■ Do this
Put everything from the line containing "In this picture, where can the abstract" down to the last line of the listing into a numbered list, including both of those lines and leaving out any blank lines.

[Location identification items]

====

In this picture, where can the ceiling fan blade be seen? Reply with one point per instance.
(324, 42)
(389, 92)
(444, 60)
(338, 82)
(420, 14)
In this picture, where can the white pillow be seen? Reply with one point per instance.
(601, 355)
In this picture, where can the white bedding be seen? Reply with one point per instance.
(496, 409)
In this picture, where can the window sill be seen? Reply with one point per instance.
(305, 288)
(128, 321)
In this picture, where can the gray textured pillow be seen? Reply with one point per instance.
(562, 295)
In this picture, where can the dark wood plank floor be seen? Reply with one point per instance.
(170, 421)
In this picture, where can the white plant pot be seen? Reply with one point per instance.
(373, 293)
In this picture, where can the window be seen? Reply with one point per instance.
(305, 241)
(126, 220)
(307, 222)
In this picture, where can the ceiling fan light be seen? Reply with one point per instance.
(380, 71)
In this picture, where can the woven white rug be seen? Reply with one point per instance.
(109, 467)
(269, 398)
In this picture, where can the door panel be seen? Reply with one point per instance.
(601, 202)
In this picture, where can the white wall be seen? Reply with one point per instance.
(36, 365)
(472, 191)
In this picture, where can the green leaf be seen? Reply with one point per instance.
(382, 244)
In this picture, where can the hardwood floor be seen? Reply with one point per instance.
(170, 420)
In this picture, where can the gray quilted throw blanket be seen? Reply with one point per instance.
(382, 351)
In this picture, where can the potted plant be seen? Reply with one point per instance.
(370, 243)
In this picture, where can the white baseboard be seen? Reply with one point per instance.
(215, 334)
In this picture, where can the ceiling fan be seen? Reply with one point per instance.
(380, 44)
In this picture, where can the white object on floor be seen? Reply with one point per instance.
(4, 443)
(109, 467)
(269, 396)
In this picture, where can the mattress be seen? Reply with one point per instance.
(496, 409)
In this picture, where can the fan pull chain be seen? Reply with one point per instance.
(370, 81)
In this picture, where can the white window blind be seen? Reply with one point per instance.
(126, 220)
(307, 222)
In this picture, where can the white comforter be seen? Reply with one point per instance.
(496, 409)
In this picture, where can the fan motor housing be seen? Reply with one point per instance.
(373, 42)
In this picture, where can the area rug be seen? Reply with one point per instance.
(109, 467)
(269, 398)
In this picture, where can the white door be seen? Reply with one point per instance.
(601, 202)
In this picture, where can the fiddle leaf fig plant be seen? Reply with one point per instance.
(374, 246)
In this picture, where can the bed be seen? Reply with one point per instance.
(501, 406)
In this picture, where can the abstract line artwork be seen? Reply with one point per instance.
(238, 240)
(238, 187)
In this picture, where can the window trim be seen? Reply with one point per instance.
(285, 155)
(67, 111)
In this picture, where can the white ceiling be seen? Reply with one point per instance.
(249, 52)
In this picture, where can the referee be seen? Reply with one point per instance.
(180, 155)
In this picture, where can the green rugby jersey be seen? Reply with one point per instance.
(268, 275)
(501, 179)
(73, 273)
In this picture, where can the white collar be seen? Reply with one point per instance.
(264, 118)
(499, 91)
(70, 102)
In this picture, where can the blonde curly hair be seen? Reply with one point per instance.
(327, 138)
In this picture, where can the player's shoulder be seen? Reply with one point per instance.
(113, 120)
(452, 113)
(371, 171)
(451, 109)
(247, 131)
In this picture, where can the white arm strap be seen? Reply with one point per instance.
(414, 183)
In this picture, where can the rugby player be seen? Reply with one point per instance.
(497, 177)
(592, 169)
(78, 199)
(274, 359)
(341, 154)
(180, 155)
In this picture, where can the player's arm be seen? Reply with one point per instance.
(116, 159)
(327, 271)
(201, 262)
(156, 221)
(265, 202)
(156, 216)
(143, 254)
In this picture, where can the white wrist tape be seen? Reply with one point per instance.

====

■ In response
1. In this picture, where can the abstract line artwork be seen? Reply with one point per instance.
2. (238, 240)
3. (238, 187)
4. In this picture, where can the window trim be seen? Reply with one point per instance.
5. (285, 155)
6. (67, 111)
7. In this picture, where can the white ceiling be seen? Reply with one point per instance.
8. (249, 52)
9. In this picture, where can the referee be seen? Reply with one point per instance.
10. (180, 155)
11. In this picture, where can the green rugby jersey be seen? Reply with one point per instance.
12. (268, 275)
13. (501, 179)
14. (73, 273)
15. In this picture, where can the white collar be seen? Reply with one point per instance.
16. (264, 118)
17. (499, 91)
18. (70, 102)
19. In this picture, where can the blonde curly hair be seen? Reply with one point per instance.
20. (327, 138)
21. In this picture, where can the player's shoulder be seen? Reply with one point per instance.
22. (113, 120)
23. (452, 113)
24. (371, 171)
25. (451, 109)
26. (247, 131)
27. In this picture, where can the white arm strap be seen? Reply with one point per instance.
28. (414, 183)
29. In this picture, where can the rugby player be seen? Reply with one point per instance.
30. (497, 177)
31. (592, 169)
32. (78, 199)
33. (274, 359)
34. (341, 154)
35. (180, 155)
36. In this picture, where can the player's arm be seen? Reply with one point per instance.
37. (116, 159)
38. (327, 271)
39. (201, 262)
40. (156, 221)
41. (265, 202)
42. (156, 216)
43. (143, 254)
44. In this picture, where can the white wrist tape be seen? Reply with one point per instance.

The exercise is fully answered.